§ What needs to be done
Exactly reproduce each line of the listing that follows.
== Data extract ==
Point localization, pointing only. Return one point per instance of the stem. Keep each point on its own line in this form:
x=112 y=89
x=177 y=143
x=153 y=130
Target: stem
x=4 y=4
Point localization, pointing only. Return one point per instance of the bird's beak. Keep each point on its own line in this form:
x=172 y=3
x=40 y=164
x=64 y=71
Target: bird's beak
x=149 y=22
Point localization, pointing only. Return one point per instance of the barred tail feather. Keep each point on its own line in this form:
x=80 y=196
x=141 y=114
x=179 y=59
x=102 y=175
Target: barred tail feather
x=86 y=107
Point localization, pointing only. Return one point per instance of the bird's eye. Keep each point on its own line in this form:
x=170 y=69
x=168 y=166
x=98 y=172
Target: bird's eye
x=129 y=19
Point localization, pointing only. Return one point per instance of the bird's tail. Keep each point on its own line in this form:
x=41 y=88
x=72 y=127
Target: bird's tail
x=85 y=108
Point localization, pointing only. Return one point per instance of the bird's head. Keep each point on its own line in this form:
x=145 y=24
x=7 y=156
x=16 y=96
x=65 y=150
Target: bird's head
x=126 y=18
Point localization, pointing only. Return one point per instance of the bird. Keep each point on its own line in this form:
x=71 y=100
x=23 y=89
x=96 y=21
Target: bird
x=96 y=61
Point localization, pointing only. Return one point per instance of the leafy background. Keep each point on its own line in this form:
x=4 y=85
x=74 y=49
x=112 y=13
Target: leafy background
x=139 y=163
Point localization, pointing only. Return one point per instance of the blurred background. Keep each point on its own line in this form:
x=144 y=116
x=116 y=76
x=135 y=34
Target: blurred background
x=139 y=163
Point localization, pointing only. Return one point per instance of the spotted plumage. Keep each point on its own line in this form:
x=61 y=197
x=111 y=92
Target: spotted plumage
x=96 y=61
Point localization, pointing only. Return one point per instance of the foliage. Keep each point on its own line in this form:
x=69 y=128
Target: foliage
===
§ Exercise solution
Point localization, pointing only. Return one point per instance of the stem. Keep each point on its own line in this form:
x=112 y=89
x=177 y=143
x=153 y=130
Target: stem
x=4 y=4
Point localization, pointing only. Return one point per instance of the bird's beak. Keep each point on its own line in this form:
x=172 y=3
x=40 y=164
x=64 y=71
Target: bird's beak
x=149 y=22
Point localization, pointing only. Return one point per instance of the barred tail feather. Keep each point on its own line in this form:
x=80 y=196
x=141 y=114
x=179 y=59
x=102 y=175
Target: barred tail feather
x=86 y=107
Point localization, pointing only. Return one point per instance of the bird's eye. Keep each point on its own line in this form:
x=170 y=69
x=168 y=166
x=98 y=172
Target: bird's eye
x=129 y=19
Point localization, pointing only. Return one point per instance of the bird's tail. Keep each point on its own line in this form:
x=41 y=88
x=72 y=127
Target: bird's tail
x=85 y=108
Point localization, pointing only. Return one point per instance of the bird's head. Keep each point on its own line in this form:
x=145 y=24
x=7 y=156
x=16 y=96
x=65 y=150
Target: bird's head
x=126 y=18
Point localization, pointing only. Return one point per instance of the bird. Keep each point on its own line in this form:
x=71 y=100
x=23 y=89
x=96 y=21
Target: bird
x=96 y=61
Point localization, pointing only. Return one point per instance of the leafy background. Keep each point on its own line in this form:
x=4 y=85
x=74 y=49
x=112 y=13
Target: leafy background
x=139 y=163
Point localization, pointing only. Return one point per instance of the blurred background. Keep each point on its own line in this form:
x=144 y=116
x=116 y=76
x=135 y=34
Target: blurred background
x=139 y=163
Point localization, pointing only. Return one point per instance of the spotted plumage. Keep each point on its own line in this form:
x=61 y=197
x=111 y=92
Target: spotted plumage
x=96 y=61
Point localization, pointing only. Return one point per instance of the foliage. Keep each point on its own line in this form:
x=69 y=128
Target: foliage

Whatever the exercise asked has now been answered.